## Work to be completed:
Without skipping any entry, transcribe the data word for word.

## Recorded information:
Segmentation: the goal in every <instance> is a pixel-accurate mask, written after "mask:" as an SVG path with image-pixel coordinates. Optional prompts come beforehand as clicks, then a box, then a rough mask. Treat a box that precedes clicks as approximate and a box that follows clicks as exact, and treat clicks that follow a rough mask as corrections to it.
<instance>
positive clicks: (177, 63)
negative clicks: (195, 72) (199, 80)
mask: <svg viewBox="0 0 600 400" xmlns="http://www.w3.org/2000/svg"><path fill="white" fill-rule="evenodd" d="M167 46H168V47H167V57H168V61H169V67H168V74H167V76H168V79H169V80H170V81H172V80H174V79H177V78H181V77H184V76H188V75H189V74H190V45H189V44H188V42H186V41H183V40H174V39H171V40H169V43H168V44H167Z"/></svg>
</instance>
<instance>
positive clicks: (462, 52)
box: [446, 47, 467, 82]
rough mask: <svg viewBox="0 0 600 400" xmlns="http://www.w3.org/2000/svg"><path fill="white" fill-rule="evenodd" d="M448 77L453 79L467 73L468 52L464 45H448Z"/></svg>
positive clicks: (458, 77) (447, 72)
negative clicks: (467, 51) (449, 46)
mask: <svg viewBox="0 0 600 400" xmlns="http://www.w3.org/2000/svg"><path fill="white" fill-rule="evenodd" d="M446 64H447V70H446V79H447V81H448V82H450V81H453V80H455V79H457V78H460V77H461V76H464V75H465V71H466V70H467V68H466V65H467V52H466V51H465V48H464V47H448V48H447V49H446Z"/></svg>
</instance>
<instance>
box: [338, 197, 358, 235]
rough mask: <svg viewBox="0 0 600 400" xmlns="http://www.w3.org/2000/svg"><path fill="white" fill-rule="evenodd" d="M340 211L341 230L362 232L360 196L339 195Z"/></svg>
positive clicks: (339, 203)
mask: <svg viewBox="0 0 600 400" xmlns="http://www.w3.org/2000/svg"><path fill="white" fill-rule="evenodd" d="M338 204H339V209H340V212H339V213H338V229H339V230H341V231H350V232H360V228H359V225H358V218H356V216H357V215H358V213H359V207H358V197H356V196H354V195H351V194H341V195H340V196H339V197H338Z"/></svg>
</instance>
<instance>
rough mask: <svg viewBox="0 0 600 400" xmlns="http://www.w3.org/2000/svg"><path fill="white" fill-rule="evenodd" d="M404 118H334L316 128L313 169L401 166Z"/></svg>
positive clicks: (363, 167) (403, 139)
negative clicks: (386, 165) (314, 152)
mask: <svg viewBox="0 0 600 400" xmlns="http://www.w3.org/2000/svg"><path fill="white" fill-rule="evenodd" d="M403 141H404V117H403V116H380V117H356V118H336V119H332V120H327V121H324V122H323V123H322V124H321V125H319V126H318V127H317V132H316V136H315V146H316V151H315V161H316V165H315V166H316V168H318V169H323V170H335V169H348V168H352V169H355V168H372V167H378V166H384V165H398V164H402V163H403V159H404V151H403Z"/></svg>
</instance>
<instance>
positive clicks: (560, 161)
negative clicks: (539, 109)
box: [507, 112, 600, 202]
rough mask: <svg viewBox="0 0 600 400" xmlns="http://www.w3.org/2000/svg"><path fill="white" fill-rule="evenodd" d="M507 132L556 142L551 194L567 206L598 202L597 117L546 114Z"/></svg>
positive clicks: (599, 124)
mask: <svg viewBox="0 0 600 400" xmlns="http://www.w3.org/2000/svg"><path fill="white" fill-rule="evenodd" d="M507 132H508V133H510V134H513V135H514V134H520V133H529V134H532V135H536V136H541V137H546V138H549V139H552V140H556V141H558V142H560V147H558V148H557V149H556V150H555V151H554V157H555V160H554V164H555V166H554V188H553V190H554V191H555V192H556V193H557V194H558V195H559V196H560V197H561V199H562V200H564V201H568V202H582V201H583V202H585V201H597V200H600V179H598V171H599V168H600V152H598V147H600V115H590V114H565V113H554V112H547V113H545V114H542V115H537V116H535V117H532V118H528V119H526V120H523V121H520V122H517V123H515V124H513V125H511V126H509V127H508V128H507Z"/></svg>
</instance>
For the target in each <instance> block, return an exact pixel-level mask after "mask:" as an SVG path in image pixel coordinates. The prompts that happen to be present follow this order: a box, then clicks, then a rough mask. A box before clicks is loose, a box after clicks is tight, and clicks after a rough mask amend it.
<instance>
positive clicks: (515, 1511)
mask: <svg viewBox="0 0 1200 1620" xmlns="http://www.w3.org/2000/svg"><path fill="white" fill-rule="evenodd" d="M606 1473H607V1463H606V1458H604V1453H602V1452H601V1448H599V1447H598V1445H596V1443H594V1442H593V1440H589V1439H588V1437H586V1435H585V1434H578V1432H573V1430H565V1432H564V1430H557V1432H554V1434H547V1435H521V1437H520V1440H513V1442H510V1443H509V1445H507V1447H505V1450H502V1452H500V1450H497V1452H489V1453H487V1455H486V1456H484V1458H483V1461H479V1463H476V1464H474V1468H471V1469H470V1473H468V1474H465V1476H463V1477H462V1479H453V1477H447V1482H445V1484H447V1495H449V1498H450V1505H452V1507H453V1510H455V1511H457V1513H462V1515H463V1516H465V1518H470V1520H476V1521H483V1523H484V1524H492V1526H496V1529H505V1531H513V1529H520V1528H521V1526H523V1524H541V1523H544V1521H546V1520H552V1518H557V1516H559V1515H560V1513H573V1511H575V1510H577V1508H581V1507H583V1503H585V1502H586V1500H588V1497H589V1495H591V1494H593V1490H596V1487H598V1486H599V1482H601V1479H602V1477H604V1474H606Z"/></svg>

## Written response:
Segmentation: the goal in every <instance> is a pixel-accurate mask, written after "mask:" as an SVG path with image-pixel coordinates. Optional prompts come beforehand as clicks, then a box, then a rough mask. Treat a box that precedes clicks as approximate and a box that follows clicks as exact, and treat clicks that follow a rough mask as corrections to it.
<instance>
positive clicks: (177, 63)
negative clicks: (195, 72) (199, 80)
mask: <svg viewBox="0 0 600 400" xmlns="http://www.w3.org/2000/svg"><path fill="white" fill-rule="evenodd" d="M167 46H168V47H167V57H168V61H169V67H168V74H167V76H168V79H169V80H170V81H172V80H174V79H177V78H181V77H184V76H188V75H189V74H190V45H189V44H188V42H186V41H183V40H174V39H171V40H169V43H168V44H167Z"/></svg>
</instance>
<instance>
positive clicks: (462, 52)
box: [446, 47, 467, 82]
rough mask: <svg viewBox="0 0 600 400" xmlns="http://www.w3.org/2000/svg"><path fill="white" fill-rule="evenodd" d="M448 77L453 79L467 73L468 52L464 45H448Z"/></svg>
positive clicks: (458, 77) (447, 72)
negative clicks: (467, 51) (449, 46)
mask: <svg viewBox="0 0 600 400" xmlns="http://www.w3.org/2000/svg"><path fill="white" fill-rule="evenodd" d="M446 64H447V70H446V79H447V81H448V82H450V81H453V80H455V79H457V78H460V77H461V76H464V75H465V71H466V70H467V68H466V65H467V52H466V51H465V48H464V47H448V48H447V49H446Z"/></svg>
</instance>
<instance>
box: [338, 197, 358, 235]
rough mask: <svg viewBox="0 0 600 400" xmlns="http://www.w3.org/2000/svg"><path fill="white" fill-rule="evenodd" d="M340 211L341 230L362 232L360 196L339 195Z"/></svg>
positive clicks: (339, 203)
mask: <svg viewBox="0 0 600 400" xmlns="http://www.w3.org/2000/svg"><path fill="white" fill-rule="evenodd" d="M338 204H339V209H340V212H339V213H338V229H339V230H341V231H350V232H360V228H359V225H358V218H356V216H357V215H358V213H359V207H358V197H356V196H354V195H351V194H341V195H340V196H339V197H338Z"/></svg>
</instance>
<instance>
rough mask: <svg viewBox="0 0 600 400" xmlns="http://www.w3.org/2000/svg"><path fill="white" fill-rule="evenodd" d="M404 118H334L316 128L313 169L401 166Z"/></svg>
positive clicks: (363, 167) (403, 139)
negative clicks: (386, 165) (314, 152)
mask: <svg viewBox="0 0 600 400" xmlns="http://www.w3.org/2000/svg"><path fill="white" fill-rule="evenodd" d="M403 141H404V117H403V116H380V117H356V118H336V119H332V120H327V121H324V122H323V123H322V124H321V125H319V126H318V127H317V132H316V136H315V146H316V151H315V161H316V165H315V166H316V168H318V169H323V170H335V169H348V168H352V169H355V168H372V167H378V166H384V165H398V164H402V163H403V159H404V151H403Z"/></svg>
</instance>
<instance>
positive clicks: (560, 161)
negative clicks: (539, 109)
box: [507, 112, 600, 202]
rough mask: <svg viewBox="0 0 600 400" xmlns="http://www.w3.org/2000/svg"><path fill="white" fill-rule="evenodd" d="M507 132L556 142L551 194L567 206L598 202L597 117L546 114Z"/></svg>
positive clicks: (599, 124)
mask: <svg viewBox="0 0 600 400" xmlns="http://www.w3.org/2000/svg"><path fill="white" fill-rule="evenodd" d="M507 132H508V133H510V134H513V135H514V134H520V133H529V134H532V135H536V136H541V137H546V138H549V139H552V140H556V141H558V142H560V147H558V148H557V149H556V150H555V151H554V157H555V160H554V164H555V166H554V188H553V190H554V191H555V192H556V193H557V194H558V195H559V196H560V197H561V199H562V200H564V201H568V202H582V201H583V202H585V201H597V200H600V179H598V171H599V168H600V152H598V147H600V115H590V114H565V113H554V112H547V113H545V114H542V115H537V116H535V117H532V118H528V119H526V120H523V121H520V122H517V123H515V124H513V125H511V126H509V127H508V128H507Z"/></svg>
</instance>
For the target in each <instance> block, return an exact pixel-level mask after "mask:" as an SVG path in image pixel coordinates. The prompts that happen to be present follow this order: a box, then clicks, then a rough mask. A box before clicks is loose, a box after clicks is tight, and clicks after a rough mask amend it.
<instance>
positive clicks: (515, 1511)
mask: <svg viewBox="0 0 1200 1620" xmlns="http://www.w3.org/2000/svg"><path fill="white" fill-rule="evenodd" d="M606 1473H607V1463H606V1458H604V1453H602V1452H601V1448H599V1447H598V1445H596V1443H594V1442H593V1440H589V1439H588V1437H586V1435H585V1434H578V1432H573V1430H565V1432H564V1430H557V1432H554V1434H547V1435H521V1437H520V1440H513V1442H510V1443H509V1445H507V1447H505V1450H502V1452H500V1450H497V1452H489V1453H487V1455H486V1456H484V1458H483V1461H479V1463H476V1464H474V1468H471V1469H470V1473H468V1474H465V1476H463V1477H462V1479H453V1477H447V1482H445V1484H447V1495H449V1498H450V1505H452V1507H453V1510H455V1511H457V1513H462V1515H463V1516H465V1518H470V1520H476V1521H483V1523H484V1524H492V1526H496V1529H505V1531H513V1529H520V1528H521V1526H523V1524H541V1523H544V1521H546V1520H552V1518H557V1516H559V1515H560V1513H573V1511H575V1510H577V1508H581V1507H583V1503H585V1502H586V1500H588V1497H589V1495H591V1494H593V1490H596V1487H598V1486H599V1482H601V1479H602V1477H604V1474H606Z"/></svg>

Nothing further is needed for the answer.